> _Trecho do texto_
■ ■ ■ ■

Existem
histórias que acabam não sendo contadas, não por sua importância, mas por
outros fatores que nem sempre dominamos. Esta história envolve literatura,
ficção e vida real, sem barreiras separando-as. Aconteceu no domingo,
18/08/2019, em Paranapiacaba/SP onde ocorriam dois eventos simultâneos. O
Festival do Cambuci, com diversas iguarias feitas a partir desta fruta e o VI
Steamcon Paranapiacaba, um evento steampunk. Para quem não conhece o Steampunk
é uma variação literária originada do Movimento Cyberpunk que renovou a Ficção
Científica em bases diferentes, demonstrando que nem sempre a tecnologia traz
em seu bojo as sementes de uma sociedade melhor; por ser uma ferramenta
necessita de pessoas melhores para que os seus resultados sejam proveitosos
para todos. Com essa premissa básica surgiram inúmeros subgêneros da Literatura
Cyberpunk (que se tornou um gênero literário em si, com variantes próprias),
entre eles o retrofuturismo vitoriano, também conhecido como Steampunk.

■ ■ ■ ■

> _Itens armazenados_
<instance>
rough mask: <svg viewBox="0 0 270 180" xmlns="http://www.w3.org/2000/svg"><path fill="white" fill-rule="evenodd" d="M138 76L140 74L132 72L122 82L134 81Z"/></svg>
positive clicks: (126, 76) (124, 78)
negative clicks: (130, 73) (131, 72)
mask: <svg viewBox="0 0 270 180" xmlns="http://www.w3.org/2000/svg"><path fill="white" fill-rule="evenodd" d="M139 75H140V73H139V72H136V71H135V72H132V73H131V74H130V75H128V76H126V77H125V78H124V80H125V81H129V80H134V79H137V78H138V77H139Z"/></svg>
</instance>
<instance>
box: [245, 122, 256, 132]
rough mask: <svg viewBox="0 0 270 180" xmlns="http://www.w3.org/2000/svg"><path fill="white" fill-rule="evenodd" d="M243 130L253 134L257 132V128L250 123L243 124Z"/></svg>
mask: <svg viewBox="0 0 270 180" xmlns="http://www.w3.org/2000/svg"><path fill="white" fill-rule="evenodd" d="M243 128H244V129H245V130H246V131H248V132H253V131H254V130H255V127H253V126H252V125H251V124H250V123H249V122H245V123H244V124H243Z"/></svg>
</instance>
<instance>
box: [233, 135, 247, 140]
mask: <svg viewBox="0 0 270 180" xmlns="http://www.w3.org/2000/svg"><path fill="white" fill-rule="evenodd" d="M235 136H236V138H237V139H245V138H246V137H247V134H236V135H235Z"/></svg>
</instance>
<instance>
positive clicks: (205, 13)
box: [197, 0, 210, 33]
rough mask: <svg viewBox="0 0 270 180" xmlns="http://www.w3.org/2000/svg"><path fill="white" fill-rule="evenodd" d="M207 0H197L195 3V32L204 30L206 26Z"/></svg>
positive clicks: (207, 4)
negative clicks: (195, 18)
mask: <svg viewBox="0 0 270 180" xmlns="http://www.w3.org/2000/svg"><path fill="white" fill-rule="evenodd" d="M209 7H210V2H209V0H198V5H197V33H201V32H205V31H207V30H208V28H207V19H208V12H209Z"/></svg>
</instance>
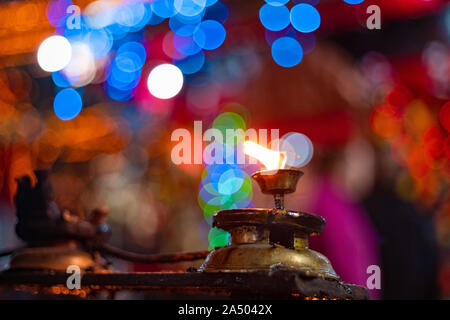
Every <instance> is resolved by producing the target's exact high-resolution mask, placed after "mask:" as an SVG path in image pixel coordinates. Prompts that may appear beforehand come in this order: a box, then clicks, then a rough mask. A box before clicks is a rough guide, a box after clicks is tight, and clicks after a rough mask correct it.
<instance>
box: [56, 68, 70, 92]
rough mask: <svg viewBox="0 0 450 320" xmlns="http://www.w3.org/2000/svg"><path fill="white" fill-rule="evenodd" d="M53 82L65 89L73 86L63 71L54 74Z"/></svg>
mask: <svg viewBox="0 0 450 320" xmlns="http://www.w3.org/2000/svg"><path fill="white" fill-rule="evenodd" d="M52 80H53V82H54V83H55V84H56V85H57V86H58V87H61V88H65V87H68V86H70V85H71V82H70V81H69V79H67V77H66V76H65V75H64V74H63V73H62V72H61V71H57V72H53V73H52Z"/></svg>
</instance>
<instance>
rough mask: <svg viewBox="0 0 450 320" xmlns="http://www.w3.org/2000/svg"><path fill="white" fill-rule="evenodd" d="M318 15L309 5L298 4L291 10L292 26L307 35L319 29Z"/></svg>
mask: <svg viewBox="0 0 450 320" xmlns="http://www.w3.org/2000/svg"><path fill="white" fill-rule="evenodd" d="M320 22H321V19H320V13H319V11H317V9H316V8H314V7H313V6H312V5H310V4H306V3H300V4H298V5H296V6H294V7H293V8H292V9H291V23H292V26H293V27H294V28H295V29H297V30H298V31H300V32H304V33H308V32H313V31H315V30H317V28H319V27H320Z"/></svg>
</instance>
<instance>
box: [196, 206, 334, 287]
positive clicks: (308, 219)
mask: <svg viewBox="0 0 450 320" xmlns="http://www.w3.org/2000/svg"><path fill="white" fill-rule="evenodd" d="M324 224H325V220H324V219H323V218H322V217H319V216H316V215H311V214H308V213H301V212H291V211H286V210H272V209H234V210H224V211H220V212H218V213H217V214H216V215H215V216H214V226H217V227H219V228H222V229H224V230H227V231H229V232H230V234H231V243H230V245H229V246H227V247H223V248H217V249H215V250H213V251H212V252H211V253H210V254H209V256H208V257H207V258H206V260H205V262H204V263H203V265H202V266H201V267H200V271H203V272H254V271H271V270H273V268H279V267H281V268H285V269H291V270H296V271H301V272H303V273H304V274H305V275H307V276H311V277H322V278H328V279H339V277H338V275H337V274H336V272H335V271H334V270H333V267H332V266H331V263H330V261H329V260H328V259H327V258H326V257H325V256H324V255H322V254H321V253H319V252H316V251H313V250H310V249H308V236H309V235H310V234H314V233H320V231H322V228H323V226H324ZM280 244H282V245H280Z"/></svg>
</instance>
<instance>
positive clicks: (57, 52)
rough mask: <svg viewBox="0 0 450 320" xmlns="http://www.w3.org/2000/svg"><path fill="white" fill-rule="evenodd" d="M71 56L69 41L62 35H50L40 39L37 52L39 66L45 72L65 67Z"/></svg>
mask: <svg viewBox="0 0 450 320" xmlns="http://www.w3.org/2000/svg"><path fill="white" fill-rule="evenodd" d="M71 58H72V47H71V45H70V42H69V41H68V40H67V39H66V38H64V37H62V36H51V37H48V38H47V39H45V40H44V41H42V43H41V45H40V46H39V49H38V53H37V59H38V63H39V66H40V67H41V68H42V69H43V70H45V71H47V72H55V71H59V70H61V69H63V68H65V67H66V66H67V65H68V64H69V62H70V59H71Z"/></svg>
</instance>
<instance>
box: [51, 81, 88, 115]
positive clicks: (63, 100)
mask: <svg viewBox="0 0 450 320" xmlns="http://www.w3.org/2000/svg"><path fill="white" fill-rule="evenodd" d="M82 107H83V101H82V100H81V97H80V95H79V94H78V92H77V91H76V90H75V89H72V88H66V89H63V90H61V91H60V92H58V94H57V95H56V97H55V100H54V101H53V109H54V111H55V114H56V116H57V117H58V118H60V119H61V120H71V119H73V118H75V117H76V116H77V115H78V114H79V113H80V112H81V108H82Z"/></svg>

■ ■ ■ ■

> _Enunciado da tarefa_
No texto sobre o Steampunk, traduza para o inglês a frase "Esta história envolve literatura, ficção e vida real, sem barreiras separando-as."

> _Resposta do exercício_
This story involves literature, fiction, and real life, with no barriers separating them.